• **TASK STATEMENT**
Taking the line that contains "Can you find the shadow" as the first, copy each line exactly up to and including the last line below.

• **SOURCE INFORMATION**
____________
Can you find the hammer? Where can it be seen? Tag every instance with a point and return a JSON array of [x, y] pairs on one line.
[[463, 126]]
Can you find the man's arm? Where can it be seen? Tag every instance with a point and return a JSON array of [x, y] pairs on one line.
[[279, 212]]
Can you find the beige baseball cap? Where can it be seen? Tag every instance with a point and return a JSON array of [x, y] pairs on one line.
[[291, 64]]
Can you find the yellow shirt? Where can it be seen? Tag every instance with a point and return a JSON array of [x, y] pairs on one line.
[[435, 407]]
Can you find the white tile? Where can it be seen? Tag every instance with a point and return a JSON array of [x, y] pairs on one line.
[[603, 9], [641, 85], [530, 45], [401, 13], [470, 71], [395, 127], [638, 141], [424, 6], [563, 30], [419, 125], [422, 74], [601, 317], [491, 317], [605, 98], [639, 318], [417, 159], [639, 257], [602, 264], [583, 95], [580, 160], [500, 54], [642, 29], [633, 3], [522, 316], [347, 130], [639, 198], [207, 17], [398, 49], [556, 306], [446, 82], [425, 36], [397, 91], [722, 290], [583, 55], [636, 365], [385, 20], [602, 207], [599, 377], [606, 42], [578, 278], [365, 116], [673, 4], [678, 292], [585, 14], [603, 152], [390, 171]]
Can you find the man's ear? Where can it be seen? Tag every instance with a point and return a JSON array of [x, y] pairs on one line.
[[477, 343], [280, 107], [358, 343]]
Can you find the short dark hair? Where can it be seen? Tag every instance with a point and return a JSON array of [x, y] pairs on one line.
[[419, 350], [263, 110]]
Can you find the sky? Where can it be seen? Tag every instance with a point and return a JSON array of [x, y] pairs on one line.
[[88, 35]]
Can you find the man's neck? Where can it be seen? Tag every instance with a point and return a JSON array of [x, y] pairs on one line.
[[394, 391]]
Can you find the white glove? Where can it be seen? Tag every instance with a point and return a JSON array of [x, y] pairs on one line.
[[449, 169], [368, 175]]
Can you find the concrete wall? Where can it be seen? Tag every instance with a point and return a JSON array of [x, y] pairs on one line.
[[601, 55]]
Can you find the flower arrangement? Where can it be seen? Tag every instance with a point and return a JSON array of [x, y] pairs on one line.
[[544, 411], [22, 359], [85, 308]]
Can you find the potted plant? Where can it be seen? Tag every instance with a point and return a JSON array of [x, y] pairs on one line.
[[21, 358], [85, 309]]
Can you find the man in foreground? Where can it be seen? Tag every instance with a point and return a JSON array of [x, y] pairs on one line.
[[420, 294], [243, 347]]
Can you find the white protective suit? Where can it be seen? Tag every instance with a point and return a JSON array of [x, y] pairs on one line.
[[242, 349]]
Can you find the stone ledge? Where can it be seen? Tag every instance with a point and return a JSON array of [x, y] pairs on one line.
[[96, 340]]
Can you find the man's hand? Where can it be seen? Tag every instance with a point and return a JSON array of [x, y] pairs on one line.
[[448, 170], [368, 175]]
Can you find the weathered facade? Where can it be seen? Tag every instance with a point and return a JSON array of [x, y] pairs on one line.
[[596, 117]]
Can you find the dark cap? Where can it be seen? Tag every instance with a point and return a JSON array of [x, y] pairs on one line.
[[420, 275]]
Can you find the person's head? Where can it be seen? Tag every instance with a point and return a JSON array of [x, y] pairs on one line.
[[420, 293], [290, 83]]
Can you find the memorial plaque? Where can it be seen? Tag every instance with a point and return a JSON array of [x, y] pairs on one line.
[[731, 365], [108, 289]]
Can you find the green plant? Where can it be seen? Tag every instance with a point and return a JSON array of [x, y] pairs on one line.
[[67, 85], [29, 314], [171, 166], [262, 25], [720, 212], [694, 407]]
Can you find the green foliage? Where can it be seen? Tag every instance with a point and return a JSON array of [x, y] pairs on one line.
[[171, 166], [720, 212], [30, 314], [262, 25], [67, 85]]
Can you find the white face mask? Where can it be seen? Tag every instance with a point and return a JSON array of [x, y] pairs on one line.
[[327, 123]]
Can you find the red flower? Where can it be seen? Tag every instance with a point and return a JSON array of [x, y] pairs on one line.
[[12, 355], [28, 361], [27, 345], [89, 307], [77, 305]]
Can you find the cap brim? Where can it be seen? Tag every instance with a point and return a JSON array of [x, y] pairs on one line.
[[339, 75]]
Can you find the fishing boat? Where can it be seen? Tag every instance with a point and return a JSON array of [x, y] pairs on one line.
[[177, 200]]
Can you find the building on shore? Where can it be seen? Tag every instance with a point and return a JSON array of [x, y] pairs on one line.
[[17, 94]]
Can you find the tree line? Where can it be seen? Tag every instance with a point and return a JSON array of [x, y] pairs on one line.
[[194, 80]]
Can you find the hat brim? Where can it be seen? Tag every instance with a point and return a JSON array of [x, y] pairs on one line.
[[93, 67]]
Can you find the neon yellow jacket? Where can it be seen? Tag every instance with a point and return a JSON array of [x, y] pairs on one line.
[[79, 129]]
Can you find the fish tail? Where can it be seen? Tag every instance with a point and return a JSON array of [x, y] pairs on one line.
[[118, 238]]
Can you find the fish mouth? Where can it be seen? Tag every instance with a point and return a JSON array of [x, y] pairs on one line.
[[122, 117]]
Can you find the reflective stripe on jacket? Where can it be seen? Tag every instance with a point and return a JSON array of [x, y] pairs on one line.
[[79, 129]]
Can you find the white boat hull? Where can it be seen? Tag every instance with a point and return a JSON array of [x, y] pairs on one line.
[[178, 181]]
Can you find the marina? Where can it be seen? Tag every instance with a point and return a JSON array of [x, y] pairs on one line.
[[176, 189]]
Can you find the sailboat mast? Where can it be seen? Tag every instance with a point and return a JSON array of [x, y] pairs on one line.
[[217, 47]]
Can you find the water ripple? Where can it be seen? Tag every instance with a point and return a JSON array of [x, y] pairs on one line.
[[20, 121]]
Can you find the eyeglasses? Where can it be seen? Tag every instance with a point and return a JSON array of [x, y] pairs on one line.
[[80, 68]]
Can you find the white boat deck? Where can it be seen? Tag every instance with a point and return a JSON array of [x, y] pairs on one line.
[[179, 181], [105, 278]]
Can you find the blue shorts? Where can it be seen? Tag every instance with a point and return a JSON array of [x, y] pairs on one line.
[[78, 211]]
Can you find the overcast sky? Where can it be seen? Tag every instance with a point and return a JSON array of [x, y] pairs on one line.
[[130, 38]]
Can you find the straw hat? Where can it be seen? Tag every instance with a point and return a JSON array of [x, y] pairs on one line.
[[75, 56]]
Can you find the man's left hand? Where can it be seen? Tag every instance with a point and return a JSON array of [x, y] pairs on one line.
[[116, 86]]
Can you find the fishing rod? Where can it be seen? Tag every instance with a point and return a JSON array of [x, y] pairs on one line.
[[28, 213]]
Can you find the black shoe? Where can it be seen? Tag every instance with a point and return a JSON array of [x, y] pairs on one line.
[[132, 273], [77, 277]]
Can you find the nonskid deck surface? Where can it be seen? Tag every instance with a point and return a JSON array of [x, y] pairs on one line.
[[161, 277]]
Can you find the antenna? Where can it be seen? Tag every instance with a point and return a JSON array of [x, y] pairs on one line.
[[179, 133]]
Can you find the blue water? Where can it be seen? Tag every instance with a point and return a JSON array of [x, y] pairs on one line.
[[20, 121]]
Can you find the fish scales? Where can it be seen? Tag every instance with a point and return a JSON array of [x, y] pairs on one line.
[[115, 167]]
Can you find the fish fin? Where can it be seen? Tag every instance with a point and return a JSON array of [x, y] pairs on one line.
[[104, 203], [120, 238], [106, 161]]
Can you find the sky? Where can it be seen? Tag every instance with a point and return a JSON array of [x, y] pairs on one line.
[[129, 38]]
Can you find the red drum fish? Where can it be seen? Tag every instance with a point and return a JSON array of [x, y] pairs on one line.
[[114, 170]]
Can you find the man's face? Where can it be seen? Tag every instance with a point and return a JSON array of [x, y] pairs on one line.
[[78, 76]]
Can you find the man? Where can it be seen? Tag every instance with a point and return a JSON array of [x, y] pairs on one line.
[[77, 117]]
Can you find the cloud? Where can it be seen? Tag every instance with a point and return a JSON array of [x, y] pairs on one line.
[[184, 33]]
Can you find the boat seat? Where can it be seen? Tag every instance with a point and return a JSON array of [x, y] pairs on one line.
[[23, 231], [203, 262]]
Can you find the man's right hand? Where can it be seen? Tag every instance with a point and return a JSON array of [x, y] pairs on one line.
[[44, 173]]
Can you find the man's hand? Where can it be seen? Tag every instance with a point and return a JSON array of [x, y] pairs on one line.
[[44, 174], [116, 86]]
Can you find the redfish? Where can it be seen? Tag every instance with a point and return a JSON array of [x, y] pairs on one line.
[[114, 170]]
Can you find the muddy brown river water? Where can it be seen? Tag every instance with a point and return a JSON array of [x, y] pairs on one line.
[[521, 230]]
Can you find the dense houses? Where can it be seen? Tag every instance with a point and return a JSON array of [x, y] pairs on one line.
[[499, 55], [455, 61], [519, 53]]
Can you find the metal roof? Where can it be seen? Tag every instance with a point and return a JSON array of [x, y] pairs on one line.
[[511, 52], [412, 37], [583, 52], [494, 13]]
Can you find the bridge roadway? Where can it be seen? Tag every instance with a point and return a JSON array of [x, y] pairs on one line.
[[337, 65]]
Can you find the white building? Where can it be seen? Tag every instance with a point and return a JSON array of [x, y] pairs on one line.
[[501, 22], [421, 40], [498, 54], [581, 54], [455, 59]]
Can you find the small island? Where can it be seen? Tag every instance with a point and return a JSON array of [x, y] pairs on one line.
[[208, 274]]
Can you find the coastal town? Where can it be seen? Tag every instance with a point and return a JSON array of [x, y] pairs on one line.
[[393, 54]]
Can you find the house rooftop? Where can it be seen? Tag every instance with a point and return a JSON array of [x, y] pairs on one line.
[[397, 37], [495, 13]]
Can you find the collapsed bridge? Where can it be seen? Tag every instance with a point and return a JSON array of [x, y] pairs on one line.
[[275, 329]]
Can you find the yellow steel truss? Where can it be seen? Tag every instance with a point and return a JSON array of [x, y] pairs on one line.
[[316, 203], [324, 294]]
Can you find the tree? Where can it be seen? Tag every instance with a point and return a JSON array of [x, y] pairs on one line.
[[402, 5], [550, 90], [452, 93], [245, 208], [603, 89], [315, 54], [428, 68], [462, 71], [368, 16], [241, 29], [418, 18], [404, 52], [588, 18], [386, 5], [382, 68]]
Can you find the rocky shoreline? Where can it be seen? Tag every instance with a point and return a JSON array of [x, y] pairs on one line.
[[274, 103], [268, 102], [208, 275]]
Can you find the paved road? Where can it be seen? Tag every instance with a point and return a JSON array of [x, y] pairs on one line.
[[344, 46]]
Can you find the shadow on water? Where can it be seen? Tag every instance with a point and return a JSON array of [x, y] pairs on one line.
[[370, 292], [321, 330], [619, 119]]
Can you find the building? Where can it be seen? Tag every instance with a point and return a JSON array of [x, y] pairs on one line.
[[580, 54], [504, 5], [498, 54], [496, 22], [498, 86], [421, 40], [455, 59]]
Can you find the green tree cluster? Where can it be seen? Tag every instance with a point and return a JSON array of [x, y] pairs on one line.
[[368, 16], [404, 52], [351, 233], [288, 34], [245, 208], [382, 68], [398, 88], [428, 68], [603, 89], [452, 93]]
____________
• **EXERCISE SOLUTION**
Can you find the shadow on water? Where can it be seen? Tag every instance with a point and return a JSON array of [x, y] pairs on one line.
[[370, 292], [321, 330], [619, 119]]
Can you find the building? Where can it be seen? Tag every instance with a point and return a JSON array of [x, y] pairs on one line.
[[580, 54], [504, 5], [498, 54], [496, 22], [498, 86], [421, 40], [455, 59]]
Can you find the green tree cluster? Where can it be seen? Tag every instance with a point and return a JSON array of [x, y] pairs on one line.
[[368, 16], [404, 52], [351, 233], [288, 34], [245, 208], [382, 68], [398, 88], [428, 68], [603, 89], [452, 93]]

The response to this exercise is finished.